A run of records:

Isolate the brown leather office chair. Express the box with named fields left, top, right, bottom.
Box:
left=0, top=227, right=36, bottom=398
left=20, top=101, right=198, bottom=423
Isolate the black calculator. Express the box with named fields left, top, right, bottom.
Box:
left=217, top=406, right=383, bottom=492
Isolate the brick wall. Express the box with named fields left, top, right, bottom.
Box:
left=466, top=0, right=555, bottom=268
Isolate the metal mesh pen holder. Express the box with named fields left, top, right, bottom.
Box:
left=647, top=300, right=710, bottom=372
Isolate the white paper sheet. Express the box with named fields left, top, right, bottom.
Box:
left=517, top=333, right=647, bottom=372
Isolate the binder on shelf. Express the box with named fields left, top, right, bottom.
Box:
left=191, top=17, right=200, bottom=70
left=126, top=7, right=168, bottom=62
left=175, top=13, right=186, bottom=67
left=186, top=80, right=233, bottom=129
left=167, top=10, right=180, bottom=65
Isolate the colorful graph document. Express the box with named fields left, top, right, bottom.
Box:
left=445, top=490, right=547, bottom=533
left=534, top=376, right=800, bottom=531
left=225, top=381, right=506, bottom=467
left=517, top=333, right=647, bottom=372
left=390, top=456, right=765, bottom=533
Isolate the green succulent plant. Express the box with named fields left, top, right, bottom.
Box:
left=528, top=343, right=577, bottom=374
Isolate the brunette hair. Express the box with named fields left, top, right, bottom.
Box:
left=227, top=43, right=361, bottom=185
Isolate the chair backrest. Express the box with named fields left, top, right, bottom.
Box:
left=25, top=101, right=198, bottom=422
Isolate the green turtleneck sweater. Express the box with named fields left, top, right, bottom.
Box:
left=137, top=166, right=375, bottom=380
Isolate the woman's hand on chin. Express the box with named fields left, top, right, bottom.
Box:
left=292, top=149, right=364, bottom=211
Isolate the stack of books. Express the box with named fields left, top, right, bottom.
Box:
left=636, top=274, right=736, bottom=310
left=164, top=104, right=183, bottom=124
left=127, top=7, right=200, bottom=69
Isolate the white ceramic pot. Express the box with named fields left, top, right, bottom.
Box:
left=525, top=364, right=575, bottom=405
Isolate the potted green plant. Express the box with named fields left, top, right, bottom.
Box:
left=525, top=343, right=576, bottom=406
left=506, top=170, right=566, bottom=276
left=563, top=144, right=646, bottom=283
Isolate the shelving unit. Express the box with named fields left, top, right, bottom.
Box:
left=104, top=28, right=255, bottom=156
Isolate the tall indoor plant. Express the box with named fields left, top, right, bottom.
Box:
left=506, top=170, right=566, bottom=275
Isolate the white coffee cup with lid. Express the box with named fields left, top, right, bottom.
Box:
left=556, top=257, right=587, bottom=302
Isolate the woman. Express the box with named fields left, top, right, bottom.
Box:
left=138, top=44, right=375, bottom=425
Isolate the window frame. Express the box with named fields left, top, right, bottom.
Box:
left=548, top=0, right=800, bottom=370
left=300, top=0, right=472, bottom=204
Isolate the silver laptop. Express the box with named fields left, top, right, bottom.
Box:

**WRITTEN EXERCISE**.
Rewrite every line from the start of the records up to and including the line with "left=292, top=149, right=364, bottom=211", and adjust each box coordinate by -148 while keeping all other text the same.

**THE OUTPUT**.
Isolate the brown leather office chair. Express the box with named fields left, top, right, bottom.
Box:
left=-148, top=79, right=-112, bottom=250
left=-128, top=-47, right=50, bottom=275
Isolate the black calculator. Express the box with named fields left, top, right, bottom.
Box:
left=69, top=258, right=235, bottom=344
Isolate the brick wall. Express the box with named fields left, top, right, bottom.
Box:
left=318, top=-148, right=407, bottom=120
Isolate the metal mesh pen holder. Express the box with named fields left, top, right, bottom.
Box:
left=499, top=152, right=562, bottom=224
Isolate the white paper sheet. Express the box with named fields left, top, right, bottom.
Box:
left=369, top=185, right=499, bottom=224
Isolate the binder on shelf. Express the box with named fields left, top, right, bottom.
Box:
left=43, top=-131, right=52, bottom=-78
left=-22, top=-141, right=20, bottom=-86
left=27, top=-135, right=38, bottom=-81
left=38, top=-68, right=85, bottom=-19
left=19, top=-138, right=32, bottom=-83
Isolate the colorful graph document. Express the box with named fields left, top, right, bottom.
Box:
left=297, top=342, right=399, bottom=385
left=386, top=228, right=652, bottom=383
left=77, top=233, right=358, bottom=319
left=369, top=185, right=499, bottom=224
left=242, top=308, right=617, bottom=385
Isolate the green succulent plant. Express the box with named fields left, top, right, bottom.
Box:
left=380, top=195, right=429, bottom=226
Isolate the brunette hair. Express the box with named fields left, top, right, bottom.
Box:
left=79, top=-105, right=213, bottom=37
Isolate the chair backrest. Express the box with named fields left, top, right, bottom.
Box:
left=-123, top=-47, right=50, bottom=274
Isolate the green turtleneck sweater. Express the box with named fields left, top, right, bottom.
Box:
left=-11, top=18, right=227, bottom=232
Isolate the woman's hand on chin. Express the box with named fields left, top, right, bottom.
Box:
left=144, top=1, right=216, bottom=63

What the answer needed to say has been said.